WHAT THIS TASK INVOLVES
Your reply must be one number: the count of lines in the data below that contain "outline".

RECORDS SUPPLIED
☆ ☆ ☆ ☆
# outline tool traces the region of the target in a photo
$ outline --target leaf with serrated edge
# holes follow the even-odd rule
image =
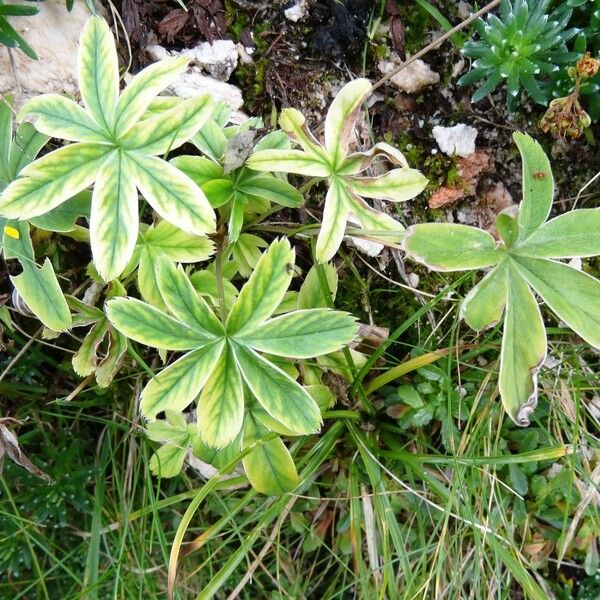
☆ ☆ ☆ ☆
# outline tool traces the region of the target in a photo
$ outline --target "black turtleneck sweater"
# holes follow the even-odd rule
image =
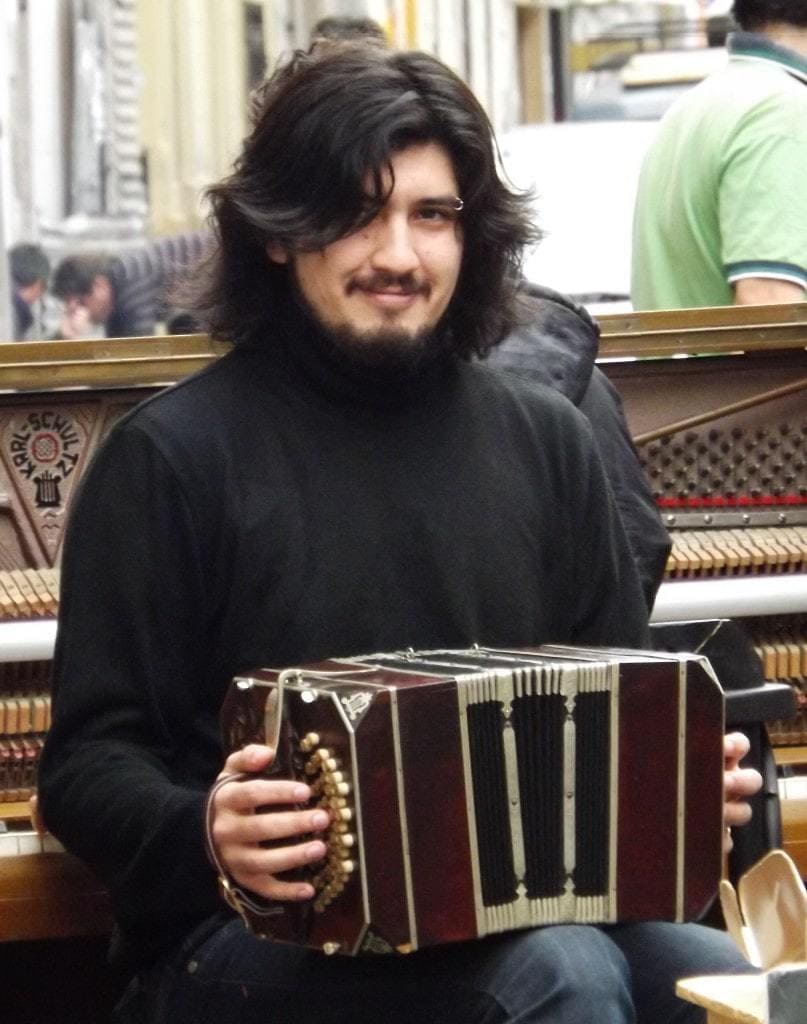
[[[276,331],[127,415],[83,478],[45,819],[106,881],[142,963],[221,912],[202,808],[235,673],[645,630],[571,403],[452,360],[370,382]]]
☆ ☆ ☆ ☆
RESULT OF THE TASK
4